EXERCISE DIRECTIONS:
In the lines below, change "outstretched" to "extended" in the stretch from the first line through the line containing "(148, 88), (232, 155)", and write that stretch out again with everything else unchanged.

LISTED ENTRIES:
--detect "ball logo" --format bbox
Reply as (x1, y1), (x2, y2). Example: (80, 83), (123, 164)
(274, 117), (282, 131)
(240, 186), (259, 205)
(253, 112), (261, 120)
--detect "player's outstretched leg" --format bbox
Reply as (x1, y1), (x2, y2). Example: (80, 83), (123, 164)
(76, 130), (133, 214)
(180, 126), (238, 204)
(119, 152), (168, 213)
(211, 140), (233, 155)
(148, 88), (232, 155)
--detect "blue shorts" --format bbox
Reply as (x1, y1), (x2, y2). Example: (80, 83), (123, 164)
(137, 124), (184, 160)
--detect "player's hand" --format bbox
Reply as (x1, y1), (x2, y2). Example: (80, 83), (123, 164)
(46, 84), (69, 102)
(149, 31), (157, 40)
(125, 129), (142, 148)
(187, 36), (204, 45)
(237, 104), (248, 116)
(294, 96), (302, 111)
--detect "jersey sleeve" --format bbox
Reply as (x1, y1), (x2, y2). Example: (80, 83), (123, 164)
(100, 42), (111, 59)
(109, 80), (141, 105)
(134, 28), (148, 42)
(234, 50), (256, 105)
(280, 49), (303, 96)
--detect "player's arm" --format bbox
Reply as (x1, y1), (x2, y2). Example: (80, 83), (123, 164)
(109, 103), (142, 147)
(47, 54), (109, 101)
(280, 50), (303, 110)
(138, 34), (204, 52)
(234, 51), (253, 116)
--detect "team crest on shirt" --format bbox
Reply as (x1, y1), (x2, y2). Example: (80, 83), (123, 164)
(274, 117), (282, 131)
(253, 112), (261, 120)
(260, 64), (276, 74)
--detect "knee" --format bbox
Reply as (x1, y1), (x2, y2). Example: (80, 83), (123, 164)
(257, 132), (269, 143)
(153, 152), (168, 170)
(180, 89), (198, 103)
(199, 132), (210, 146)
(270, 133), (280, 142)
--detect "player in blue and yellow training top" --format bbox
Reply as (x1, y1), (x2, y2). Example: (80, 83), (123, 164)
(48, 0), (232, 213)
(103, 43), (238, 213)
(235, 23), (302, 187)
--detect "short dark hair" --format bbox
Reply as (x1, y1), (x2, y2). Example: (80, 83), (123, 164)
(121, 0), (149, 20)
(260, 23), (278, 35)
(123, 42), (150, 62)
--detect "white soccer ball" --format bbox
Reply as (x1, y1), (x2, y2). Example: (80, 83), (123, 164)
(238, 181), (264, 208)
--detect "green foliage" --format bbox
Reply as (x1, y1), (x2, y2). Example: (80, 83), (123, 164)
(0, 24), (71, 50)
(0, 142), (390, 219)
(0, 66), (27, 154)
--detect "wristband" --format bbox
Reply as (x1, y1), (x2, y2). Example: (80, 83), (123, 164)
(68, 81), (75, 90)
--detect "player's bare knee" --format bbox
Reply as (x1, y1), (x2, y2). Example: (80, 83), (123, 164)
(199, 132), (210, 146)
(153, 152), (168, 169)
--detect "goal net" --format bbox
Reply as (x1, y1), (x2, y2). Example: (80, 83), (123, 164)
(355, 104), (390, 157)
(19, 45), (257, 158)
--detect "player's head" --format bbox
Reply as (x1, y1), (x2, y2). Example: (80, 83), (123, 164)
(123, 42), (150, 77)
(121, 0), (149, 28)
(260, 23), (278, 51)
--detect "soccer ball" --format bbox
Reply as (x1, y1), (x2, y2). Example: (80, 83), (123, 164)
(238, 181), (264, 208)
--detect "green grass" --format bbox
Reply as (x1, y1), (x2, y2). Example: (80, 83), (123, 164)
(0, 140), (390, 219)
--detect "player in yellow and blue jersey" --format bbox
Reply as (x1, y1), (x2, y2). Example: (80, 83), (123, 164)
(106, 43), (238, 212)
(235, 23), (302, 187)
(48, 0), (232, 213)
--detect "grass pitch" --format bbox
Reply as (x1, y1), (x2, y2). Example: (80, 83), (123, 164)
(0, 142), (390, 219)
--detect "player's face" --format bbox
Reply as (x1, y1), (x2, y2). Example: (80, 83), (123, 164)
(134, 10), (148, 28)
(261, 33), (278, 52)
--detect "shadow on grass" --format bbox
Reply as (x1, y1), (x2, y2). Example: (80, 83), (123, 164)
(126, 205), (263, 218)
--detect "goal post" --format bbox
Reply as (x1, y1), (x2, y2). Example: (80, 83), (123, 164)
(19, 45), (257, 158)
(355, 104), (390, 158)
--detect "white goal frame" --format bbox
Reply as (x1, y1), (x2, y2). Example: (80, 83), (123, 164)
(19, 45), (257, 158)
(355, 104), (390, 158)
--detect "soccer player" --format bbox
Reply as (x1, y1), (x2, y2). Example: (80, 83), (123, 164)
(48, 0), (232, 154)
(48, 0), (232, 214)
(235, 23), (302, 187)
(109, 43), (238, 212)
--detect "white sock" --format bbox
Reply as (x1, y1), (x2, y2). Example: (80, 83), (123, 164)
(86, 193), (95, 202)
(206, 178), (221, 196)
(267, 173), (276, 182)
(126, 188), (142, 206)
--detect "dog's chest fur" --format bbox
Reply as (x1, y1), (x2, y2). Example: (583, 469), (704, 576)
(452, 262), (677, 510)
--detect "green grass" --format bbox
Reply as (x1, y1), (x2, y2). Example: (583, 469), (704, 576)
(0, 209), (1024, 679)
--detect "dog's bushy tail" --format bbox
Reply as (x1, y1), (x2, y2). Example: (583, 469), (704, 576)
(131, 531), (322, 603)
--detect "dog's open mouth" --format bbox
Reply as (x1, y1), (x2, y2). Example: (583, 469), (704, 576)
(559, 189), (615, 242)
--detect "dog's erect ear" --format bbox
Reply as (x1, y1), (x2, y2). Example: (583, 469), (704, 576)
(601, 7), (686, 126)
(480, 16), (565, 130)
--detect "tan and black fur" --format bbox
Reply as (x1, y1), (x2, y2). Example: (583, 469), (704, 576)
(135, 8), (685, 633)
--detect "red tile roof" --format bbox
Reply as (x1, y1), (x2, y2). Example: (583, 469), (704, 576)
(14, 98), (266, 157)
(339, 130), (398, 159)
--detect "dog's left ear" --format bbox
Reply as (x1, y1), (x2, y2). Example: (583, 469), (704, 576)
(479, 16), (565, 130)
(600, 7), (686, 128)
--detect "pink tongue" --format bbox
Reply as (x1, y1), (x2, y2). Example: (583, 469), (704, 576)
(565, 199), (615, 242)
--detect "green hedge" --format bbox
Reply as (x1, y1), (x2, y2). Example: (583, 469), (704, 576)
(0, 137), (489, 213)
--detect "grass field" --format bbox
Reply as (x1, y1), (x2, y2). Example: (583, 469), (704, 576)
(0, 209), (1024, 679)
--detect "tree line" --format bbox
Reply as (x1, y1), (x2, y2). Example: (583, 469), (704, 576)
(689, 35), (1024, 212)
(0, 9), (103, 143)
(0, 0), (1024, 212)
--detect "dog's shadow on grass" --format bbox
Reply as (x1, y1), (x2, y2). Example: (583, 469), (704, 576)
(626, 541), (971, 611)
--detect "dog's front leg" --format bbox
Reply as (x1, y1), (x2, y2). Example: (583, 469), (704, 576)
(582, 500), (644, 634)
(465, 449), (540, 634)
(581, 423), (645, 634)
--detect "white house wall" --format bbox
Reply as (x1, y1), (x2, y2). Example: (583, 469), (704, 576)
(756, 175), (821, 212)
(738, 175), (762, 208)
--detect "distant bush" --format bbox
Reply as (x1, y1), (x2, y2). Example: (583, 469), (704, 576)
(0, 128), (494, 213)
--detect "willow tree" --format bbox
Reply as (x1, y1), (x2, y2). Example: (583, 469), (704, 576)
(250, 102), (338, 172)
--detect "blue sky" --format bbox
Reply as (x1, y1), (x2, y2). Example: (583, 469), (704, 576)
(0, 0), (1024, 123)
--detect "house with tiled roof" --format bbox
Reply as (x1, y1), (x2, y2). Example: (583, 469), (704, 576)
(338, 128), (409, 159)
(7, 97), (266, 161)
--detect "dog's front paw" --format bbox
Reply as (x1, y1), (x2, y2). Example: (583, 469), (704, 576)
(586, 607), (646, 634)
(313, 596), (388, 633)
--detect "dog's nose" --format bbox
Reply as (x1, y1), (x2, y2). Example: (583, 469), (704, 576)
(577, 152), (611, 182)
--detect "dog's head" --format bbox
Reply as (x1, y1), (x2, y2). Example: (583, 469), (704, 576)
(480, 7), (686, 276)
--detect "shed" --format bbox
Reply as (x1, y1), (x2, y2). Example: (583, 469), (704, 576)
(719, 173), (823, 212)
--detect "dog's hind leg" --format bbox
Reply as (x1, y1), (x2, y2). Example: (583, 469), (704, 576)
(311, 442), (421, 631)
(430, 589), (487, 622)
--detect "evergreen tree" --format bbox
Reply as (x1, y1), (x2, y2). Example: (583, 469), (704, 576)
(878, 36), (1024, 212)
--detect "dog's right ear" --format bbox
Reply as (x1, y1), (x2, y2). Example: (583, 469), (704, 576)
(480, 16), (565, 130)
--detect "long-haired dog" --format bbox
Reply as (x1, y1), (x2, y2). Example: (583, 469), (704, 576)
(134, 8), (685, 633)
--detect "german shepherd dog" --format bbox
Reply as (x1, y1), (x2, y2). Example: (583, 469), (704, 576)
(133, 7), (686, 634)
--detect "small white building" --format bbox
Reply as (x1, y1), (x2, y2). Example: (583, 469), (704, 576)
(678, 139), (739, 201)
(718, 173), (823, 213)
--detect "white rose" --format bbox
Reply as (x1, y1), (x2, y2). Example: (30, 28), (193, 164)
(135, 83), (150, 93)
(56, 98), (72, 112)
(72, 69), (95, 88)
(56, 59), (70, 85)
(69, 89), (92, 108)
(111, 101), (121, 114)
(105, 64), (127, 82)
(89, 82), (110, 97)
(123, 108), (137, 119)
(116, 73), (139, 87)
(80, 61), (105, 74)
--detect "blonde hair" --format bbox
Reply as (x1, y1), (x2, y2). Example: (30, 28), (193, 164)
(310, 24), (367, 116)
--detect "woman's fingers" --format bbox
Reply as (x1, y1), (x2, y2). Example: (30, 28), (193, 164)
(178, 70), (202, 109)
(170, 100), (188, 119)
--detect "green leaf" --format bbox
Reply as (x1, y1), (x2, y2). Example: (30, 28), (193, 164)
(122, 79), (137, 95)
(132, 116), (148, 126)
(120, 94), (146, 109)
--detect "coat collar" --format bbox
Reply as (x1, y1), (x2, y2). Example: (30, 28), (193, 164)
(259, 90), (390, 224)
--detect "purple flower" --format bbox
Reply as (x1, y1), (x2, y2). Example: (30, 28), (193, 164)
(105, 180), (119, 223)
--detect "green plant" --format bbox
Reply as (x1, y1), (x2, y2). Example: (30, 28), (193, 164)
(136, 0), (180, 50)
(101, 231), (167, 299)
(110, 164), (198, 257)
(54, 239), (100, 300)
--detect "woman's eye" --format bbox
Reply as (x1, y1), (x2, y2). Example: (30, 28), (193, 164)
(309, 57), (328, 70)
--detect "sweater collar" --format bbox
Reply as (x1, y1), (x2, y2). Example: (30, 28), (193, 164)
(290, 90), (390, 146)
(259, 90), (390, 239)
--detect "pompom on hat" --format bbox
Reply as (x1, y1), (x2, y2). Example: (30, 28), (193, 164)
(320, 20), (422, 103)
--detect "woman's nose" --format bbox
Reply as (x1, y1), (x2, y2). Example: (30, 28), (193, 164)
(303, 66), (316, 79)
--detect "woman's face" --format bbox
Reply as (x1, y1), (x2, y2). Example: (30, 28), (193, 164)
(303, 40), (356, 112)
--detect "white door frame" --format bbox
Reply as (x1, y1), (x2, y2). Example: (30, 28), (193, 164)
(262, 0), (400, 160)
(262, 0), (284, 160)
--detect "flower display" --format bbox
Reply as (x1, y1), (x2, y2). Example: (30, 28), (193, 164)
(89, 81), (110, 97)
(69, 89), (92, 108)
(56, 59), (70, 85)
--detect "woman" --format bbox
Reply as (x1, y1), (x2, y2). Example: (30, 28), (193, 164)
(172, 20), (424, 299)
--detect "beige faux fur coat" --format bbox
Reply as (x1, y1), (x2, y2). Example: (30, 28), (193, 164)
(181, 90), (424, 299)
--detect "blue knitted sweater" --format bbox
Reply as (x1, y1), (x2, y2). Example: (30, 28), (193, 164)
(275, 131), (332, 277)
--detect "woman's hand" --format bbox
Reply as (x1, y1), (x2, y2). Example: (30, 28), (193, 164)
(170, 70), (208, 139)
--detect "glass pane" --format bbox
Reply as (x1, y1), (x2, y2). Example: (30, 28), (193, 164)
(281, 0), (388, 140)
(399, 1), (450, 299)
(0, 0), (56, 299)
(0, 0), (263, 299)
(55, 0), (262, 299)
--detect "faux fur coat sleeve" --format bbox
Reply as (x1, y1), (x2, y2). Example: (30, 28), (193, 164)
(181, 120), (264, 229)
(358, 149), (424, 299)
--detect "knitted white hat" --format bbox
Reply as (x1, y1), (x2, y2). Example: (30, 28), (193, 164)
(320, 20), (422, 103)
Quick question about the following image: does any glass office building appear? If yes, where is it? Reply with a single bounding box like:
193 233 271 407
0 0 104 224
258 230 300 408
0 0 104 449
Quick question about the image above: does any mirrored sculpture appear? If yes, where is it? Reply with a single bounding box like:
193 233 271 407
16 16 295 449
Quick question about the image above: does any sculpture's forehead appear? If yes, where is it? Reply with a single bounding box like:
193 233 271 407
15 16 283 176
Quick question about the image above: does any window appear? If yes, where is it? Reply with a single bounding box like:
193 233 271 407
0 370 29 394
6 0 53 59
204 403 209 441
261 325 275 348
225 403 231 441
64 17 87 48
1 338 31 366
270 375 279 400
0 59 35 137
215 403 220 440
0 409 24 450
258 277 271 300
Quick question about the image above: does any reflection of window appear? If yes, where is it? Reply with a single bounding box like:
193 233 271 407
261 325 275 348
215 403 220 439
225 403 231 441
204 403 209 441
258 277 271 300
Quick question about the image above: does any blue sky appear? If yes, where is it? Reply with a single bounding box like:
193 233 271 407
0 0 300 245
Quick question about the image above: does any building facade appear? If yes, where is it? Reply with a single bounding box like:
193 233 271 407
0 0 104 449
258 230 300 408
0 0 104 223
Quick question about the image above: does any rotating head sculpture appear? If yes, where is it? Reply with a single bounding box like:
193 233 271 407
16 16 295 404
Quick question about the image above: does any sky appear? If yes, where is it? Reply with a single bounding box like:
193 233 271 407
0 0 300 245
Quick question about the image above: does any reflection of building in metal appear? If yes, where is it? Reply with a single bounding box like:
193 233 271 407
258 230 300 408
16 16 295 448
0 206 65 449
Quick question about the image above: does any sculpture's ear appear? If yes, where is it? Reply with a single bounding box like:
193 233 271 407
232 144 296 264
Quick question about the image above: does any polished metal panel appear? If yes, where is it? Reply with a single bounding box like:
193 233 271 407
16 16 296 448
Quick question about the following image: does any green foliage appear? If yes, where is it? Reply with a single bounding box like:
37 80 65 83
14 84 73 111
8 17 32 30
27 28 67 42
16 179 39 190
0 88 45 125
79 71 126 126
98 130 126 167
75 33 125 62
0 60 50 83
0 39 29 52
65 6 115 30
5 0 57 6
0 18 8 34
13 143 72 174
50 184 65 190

WRITTEN SOLUTION:
--detect "ball logo" --format bbox
Reply as (x1, y1), (x2, y2). Example: (80, 83), (123, 164)
(274, 117), (282, 131)
(240, 186), (259, 205)
(253, 112), (261, 120)
--detect "player's extended leg" --format bbox
Reply as (x1, y1), (x2, y2). Example: (80, 83), (123, 164)
(76, 130), (133, 214)
(180, 126), (238, 204)
(119, 152), (168, 213)
(211, 140), (233, 155)
(148, 88), (232, 155)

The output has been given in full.